╭─ RECORDS SHOWN
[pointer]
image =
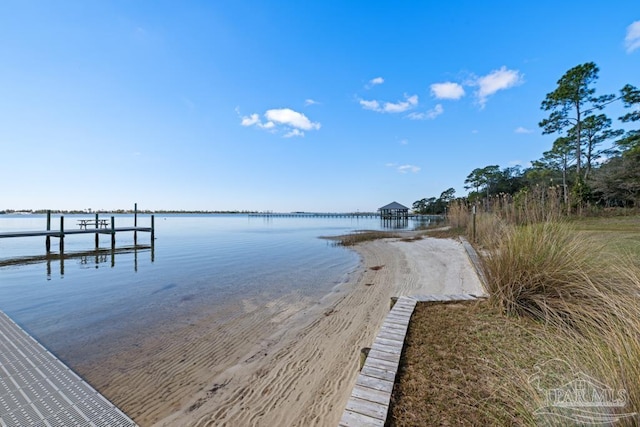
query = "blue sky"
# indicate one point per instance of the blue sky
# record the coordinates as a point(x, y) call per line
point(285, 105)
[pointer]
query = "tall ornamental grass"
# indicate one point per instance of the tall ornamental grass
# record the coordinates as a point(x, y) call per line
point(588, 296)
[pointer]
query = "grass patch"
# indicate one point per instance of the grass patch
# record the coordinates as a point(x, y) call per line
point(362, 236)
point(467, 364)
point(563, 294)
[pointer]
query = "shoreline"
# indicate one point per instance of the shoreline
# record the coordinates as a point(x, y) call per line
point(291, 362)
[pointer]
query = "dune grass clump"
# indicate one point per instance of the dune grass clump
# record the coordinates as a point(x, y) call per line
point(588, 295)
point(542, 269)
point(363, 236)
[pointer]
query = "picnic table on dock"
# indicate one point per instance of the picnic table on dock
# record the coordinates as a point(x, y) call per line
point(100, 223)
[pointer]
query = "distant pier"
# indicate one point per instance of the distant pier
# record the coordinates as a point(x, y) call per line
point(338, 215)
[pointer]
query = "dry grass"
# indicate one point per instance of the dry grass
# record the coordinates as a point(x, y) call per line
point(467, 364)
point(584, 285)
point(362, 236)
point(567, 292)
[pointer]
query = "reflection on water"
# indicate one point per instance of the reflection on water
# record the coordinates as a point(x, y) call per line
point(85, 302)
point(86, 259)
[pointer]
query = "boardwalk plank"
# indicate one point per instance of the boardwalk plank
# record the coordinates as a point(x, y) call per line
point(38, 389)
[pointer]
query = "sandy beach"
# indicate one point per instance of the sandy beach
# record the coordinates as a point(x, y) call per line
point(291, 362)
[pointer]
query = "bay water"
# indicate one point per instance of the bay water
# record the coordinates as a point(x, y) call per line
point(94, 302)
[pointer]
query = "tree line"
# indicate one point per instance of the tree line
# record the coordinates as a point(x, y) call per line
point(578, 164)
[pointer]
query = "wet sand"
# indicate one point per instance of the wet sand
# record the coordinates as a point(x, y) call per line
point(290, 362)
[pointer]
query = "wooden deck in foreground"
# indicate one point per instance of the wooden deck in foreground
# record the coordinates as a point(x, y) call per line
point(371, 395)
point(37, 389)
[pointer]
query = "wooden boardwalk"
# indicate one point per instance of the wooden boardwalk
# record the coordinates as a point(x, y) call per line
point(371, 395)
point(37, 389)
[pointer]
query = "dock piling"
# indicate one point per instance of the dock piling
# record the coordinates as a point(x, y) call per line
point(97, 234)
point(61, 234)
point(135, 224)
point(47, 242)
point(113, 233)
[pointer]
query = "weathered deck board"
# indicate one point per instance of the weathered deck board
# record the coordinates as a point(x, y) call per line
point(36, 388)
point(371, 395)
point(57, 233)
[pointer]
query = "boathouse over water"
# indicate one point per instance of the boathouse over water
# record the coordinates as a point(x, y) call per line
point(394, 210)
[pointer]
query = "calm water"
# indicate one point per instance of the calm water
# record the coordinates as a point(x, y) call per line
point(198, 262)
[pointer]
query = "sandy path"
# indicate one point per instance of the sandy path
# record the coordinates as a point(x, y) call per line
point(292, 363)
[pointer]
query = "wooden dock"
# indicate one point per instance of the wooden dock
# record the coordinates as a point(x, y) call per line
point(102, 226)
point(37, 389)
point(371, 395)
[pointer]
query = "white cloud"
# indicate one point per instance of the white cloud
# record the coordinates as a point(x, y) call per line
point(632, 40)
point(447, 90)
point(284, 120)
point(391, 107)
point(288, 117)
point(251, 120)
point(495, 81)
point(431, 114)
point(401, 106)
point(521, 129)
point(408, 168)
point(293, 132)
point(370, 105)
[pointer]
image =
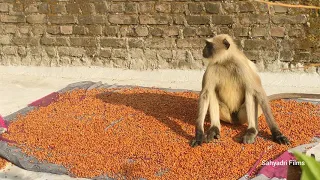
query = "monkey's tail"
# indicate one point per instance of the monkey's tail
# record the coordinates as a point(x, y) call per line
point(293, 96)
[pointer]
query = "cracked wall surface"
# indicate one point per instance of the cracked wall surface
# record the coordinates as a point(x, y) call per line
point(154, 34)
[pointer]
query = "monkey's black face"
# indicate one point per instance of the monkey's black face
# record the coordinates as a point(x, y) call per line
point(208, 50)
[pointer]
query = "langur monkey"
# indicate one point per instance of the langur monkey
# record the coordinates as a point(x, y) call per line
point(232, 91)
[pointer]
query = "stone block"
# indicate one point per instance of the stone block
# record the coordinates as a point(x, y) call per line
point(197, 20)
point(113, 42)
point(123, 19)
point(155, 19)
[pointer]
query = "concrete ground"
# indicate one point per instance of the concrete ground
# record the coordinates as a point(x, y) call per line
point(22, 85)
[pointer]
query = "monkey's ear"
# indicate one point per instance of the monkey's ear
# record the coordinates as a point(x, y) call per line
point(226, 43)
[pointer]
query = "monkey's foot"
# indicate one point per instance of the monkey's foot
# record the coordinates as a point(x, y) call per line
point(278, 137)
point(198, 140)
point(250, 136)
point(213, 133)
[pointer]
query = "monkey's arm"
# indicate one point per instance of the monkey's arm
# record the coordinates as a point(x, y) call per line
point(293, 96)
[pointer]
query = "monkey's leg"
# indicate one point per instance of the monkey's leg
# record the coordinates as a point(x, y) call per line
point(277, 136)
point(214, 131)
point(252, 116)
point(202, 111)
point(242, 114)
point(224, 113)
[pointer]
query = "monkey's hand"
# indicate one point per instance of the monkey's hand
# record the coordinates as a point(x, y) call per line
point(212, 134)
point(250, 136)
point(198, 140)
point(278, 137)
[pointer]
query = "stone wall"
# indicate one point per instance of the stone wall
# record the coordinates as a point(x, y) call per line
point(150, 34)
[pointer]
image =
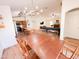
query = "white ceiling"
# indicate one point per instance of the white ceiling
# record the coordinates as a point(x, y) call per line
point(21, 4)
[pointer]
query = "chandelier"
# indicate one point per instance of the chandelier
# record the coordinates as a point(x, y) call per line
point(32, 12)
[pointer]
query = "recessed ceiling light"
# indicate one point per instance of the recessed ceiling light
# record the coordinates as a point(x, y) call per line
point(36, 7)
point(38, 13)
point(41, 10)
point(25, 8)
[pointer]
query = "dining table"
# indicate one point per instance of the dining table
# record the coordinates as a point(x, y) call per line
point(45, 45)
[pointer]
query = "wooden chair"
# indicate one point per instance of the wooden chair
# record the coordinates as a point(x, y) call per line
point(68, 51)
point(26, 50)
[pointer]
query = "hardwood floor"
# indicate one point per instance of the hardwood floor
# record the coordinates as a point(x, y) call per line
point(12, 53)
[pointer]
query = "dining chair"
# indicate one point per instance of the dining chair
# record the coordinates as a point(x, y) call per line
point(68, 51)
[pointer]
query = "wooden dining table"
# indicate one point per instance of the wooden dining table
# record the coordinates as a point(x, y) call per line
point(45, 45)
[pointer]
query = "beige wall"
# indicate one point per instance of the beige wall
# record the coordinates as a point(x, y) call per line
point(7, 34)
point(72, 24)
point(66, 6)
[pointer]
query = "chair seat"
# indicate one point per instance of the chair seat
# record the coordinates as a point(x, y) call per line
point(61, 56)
╰─
╭─ RECORDS SHOWN
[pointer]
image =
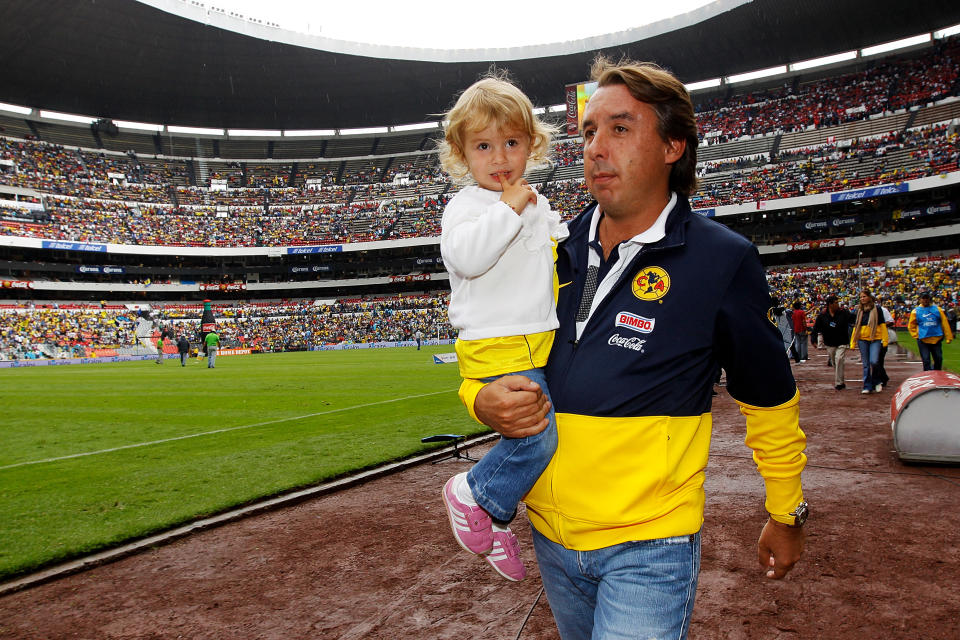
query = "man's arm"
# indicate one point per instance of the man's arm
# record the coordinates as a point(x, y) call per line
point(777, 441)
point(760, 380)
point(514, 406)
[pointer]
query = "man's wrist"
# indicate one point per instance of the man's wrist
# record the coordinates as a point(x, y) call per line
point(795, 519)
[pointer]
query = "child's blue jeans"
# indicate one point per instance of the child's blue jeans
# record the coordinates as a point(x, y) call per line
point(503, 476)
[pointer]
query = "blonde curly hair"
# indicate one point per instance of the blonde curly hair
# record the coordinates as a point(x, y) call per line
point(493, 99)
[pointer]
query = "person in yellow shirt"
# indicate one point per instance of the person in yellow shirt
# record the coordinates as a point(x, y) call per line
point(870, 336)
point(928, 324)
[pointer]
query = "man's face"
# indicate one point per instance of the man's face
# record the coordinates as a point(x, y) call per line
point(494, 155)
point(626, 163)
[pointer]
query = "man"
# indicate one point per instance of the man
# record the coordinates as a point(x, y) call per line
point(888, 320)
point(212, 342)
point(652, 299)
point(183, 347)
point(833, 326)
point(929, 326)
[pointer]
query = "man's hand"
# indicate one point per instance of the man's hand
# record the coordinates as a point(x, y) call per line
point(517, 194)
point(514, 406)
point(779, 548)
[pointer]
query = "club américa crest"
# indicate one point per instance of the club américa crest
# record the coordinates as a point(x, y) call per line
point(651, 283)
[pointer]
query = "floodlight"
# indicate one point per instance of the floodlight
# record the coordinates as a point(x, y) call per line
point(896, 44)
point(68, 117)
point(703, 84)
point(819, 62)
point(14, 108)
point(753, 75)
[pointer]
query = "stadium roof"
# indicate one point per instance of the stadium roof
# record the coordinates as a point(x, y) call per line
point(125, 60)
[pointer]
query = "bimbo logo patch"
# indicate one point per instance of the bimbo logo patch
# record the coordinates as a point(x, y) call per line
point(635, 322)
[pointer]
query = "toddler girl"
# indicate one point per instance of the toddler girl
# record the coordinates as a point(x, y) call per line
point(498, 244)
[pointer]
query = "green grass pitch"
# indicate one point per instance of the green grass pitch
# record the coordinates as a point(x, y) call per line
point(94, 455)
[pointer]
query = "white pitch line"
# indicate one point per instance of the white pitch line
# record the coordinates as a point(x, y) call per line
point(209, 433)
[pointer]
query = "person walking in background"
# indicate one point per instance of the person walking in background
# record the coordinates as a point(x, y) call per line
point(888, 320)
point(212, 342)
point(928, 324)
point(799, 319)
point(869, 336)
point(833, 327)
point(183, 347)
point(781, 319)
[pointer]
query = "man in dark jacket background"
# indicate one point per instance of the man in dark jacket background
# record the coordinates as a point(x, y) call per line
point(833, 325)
╰─
╭─ RECORDS SHOWN
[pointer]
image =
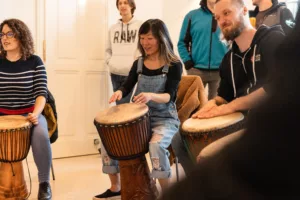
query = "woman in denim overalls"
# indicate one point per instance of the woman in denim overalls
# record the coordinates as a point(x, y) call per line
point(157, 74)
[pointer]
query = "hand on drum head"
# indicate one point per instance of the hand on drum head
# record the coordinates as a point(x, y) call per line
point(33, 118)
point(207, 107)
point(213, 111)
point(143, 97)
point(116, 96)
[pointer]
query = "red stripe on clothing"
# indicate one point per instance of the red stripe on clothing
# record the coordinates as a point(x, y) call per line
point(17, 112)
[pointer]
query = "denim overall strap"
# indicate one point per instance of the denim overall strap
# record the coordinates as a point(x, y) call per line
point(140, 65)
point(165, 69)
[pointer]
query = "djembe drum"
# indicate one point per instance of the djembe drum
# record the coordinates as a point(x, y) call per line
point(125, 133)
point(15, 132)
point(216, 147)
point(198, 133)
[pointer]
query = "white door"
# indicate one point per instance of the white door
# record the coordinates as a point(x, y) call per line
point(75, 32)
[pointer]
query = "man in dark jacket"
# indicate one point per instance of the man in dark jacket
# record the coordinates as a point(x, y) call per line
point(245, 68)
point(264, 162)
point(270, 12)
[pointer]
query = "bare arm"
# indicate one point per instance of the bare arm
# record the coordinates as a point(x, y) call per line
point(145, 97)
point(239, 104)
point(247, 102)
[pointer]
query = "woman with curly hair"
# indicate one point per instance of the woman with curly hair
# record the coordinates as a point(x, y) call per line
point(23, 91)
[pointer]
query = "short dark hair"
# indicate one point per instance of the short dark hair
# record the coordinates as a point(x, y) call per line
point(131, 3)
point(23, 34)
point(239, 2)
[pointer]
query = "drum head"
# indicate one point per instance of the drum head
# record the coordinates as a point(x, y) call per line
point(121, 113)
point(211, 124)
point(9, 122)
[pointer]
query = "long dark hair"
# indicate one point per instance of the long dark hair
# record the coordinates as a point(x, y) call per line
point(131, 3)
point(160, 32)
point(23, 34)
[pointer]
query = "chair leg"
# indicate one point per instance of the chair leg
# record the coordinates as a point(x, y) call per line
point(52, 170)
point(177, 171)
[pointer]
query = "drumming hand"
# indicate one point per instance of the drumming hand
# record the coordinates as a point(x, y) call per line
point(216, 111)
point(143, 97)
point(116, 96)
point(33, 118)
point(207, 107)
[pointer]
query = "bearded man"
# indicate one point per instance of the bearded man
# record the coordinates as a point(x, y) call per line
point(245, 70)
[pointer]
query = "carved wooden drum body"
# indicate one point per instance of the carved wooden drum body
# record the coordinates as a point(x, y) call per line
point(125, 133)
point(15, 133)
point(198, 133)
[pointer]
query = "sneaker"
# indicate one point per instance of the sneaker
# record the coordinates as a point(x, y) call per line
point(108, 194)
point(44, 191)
╰─
Locate each line in the records above that contains the string "wrist", and copy those lines. Matching is case-sensitive.

query = "man's wrist"
# indicate one point per instance of the man's wrist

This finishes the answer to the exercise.